#### DOCUMENT
## START
- IATA: none; ICAO: none;

Summary
- Serves: Valley Stream, New York
- Built: 1929
- In use: Rogers Field 1928-1929, Curtiss Field (public) 1929-1933, Columbia Field (private) 1933-1947.
- Occupants: Advance Aircraft Corporation, Curtiss-Wright, Grumman, Columbia Aircraft Corporation, Commonwealth Aircraft
- Coordinates: 40°40′00″N 73°43′00″W﻿ / ﻿40.66667°N 73.71667°W

Map
- Columbia Field Columbia Field, New York Columbia Field Columbia Field (Long Island)

= Columbia Field =

Former airport near Valley Stream, New York, U.S.

Columbia Field, originally Curtiss Field, is a former airfield near Valley Stream within the Town of Hempstead on Long Island, New York. Between 1929 and 1933 it was a public airfield named Curtiss Field after the Curtiss-Wright aircraft corporation that owned it. The public airfield closed after 1933, but aircraft continued to be manufactured there primarily by Columbia Aircraft Corporation, which gave the private airfield its name.

During its five years of operation, Curtiss Field was one of the busiest airports on Long Island. The airfield was popular with many of the famous pilots of the early days of aviation including Charles Lindbergh, Amelia Earhart, and Frank Hawks. Several important long-distance aviation records or events were marked at the airfield. In 1929 the women's aviation group the Ninety Nines was founded at the airfield, and large airshows were often held there.

After 1933 the airfield was the site of aviation manufacturing by Columbia Aircraft and Grumman. During World War II Columbia manufactured the Grumman-designed J2F-6 Duck, a single-engine amphibious biplane, under contract. The airfield was finally abandoned in 1947. The Town of Hempstead gave formal recognition to the historical importance of Curtiss Field in 2009.
## END
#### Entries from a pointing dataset
## START
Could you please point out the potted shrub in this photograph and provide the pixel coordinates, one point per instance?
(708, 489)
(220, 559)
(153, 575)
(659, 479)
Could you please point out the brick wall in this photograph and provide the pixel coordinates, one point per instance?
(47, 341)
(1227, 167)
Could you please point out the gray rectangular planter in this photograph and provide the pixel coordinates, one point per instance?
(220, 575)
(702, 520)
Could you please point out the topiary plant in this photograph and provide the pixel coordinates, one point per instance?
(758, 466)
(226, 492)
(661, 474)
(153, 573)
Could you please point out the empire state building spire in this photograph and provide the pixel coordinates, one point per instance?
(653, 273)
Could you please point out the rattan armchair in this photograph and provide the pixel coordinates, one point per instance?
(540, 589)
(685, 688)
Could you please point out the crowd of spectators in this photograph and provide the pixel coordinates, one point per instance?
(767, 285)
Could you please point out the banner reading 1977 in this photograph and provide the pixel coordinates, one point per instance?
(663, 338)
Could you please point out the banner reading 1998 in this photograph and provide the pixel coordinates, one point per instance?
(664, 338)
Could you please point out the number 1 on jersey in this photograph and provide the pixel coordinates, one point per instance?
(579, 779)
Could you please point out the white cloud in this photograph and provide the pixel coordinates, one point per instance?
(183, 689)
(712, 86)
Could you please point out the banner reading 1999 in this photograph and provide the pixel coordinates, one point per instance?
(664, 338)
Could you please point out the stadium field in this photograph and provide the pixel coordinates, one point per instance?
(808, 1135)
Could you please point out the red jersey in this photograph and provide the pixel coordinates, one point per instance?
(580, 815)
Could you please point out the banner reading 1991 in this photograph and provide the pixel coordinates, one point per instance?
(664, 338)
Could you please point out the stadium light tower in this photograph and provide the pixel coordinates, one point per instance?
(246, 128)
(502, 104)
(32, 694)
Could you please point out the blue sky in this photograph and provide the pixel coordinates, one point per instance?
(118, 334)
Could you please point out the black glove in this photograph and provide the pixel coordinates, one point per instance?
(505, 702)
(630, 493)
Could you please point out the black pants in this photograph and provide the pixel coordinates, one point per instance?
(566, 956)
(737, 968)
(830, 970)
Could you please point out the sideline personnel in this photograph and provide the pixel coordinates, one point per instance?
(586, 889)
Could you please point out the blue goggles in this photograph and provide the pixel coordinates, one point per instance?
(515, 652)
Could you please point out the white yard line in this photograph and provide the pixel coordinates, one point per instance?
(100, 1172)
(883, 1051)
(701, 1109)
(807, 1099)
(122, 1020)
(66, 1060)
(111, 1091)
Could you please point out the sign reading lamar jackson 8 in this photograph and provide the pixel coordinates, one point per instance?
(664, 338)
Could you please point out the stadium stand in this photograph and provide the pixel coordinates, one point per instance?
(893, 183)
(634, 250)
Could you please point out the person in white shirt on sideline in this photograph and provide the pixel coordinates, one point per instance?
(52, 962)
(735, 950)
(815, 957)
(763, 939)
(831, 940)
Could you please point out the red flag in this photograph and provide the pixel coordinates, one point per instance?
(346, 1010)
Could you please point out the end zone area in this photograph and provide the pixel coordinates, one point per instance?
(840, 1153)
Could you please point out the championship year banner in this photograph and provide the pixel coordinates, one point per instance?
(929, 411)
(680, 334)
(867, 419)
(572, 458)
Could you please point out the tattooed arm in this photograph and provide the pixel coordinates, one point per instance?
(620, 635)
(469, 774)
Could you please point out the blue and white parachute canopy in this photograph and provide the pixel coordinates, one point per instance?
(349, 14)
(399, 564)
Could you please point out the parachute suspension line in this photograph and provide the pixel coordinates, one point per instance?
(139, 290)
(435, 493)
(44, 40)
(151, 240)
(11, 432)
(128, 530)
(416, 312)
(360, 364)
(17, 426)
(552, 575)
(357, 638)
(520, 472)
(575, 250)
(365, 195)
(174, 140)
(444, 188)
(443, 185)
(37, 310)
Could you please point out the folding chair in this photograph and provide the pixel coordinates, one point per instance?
## END
#### ACTIONS TO TAKE
A - Output the passage of the Columbia Field article from "- Occupants: Advance" up to and including "Field (Long Island)", copied word for word.
B - Go on with the article about Columbia Field, starting right after its last sentence.

#### ANSWERS
A -
- Occupants: Advance Aircraft Corporation, Curtiss-Wright, Grumman, Columbia Aircraft Corporation, Commonwealth Aircraft
- Coordinates: 40°40′00″N 73°43′00″W﻿ / ﻿40.66667°N 73.71667°W

Map
- Columbia Field Columbia Field, New York Columbia Field Columbia Field (Long Island)

B -
==History==
In 1928 Rogers Airport, or Advance Sunrise Airport, opened on the future site of Columbia Field on land leased from the Reisert Farm near Valley Stream on Long Island, New York. Francis Rogers was the president of Advance Aircraft Corporation. The airport was only a year old when the Curtiss-Wright Corporation purchased the airport and the land and invested a few million dollars to develop the airfield. Opened in April 1929 and renamed Curtiss Field, the public airfield consisted of 2 asphalt runways of 2850' length in a triangular layout. Charles Lindbergh contributed to its design. Curtiss-Wright moved their commercial airport and school for pilots and mechanics from nearby Mineola to the new facilities at Curtiss Field, including six hangars and a flight school.

The new airfield quickly became busy, used by many of the famous aviators of the era, including Jimmy Doolittle, Amelia Earhart, Lindbergh, Elinor Smith, Frank Hawks and Wiley Post. Several aviation records were set at the airfield. Curtiss Field was the largest commercial airport on Long Island for 3 years starting in 1930. From 1930 the Naval Reserve Aviation Base Valley Stream was located at Curtiss Field.

Air shows were frequent events at the airfield, featuring stunt flying, parachute jumpers, wing walking and aerial tricks. Large crowds of 1,000 to 10,000 people attended; income from such shows gave important financial support to the often-poor pilots.

With the onset of the economic downturn of the Great Depression, the airfield closed in 1933 after only five years of operation. Columbia Aircraft Corporation continued the airfield privately from 1933 to 1946, renaming the airfield Columbia Field.

During World War II, the Grumman Aircraft Company contracted Columbia Aircraft to build the J2F Duck floatplane. Columbia built the planes at Columbia Field from early 1942 until the end of the war. In 1946, Commonwealth Aircraft bought out Columbia Aircraft, but then went bankrupt the following year. Columbia Field was then abandoned.

A decade after closing, Green Acres Mall, one of the first malls on Long Island, was built on the north side of the former airport property. Several of the former hangars were spared and remain standing.

Other nearby airports on Long Island were also known as "Curtiss" Airport in the late 1920s and 1930s, including Glenn H. Curtiss Airport, which is now New York City's La Guardia Airport, and Curtiss Field at Mineola, which was part of Roosevelt Field.

==Events==
In September 1929 Jimmy Doolittle demonstrated "blind flying", or using only aircraft instrumentation to fly and land an airplane. Before this demonstration flight at nearby Mitchel Field, he practiced the technique at Curtiss Field.

On November 1, 1929, about 10,000 people welcomed “The Land of the Soviets,” a twin-engine Tupolev monoplane, arriving from Moscow. The plane had left Moscow on August 23, flying eastward across Siberia, the Pacific Ocean, and North America to Curtiss Field, a distance of 13,000 mile in 141 hours of flying time over 2 1/2 months.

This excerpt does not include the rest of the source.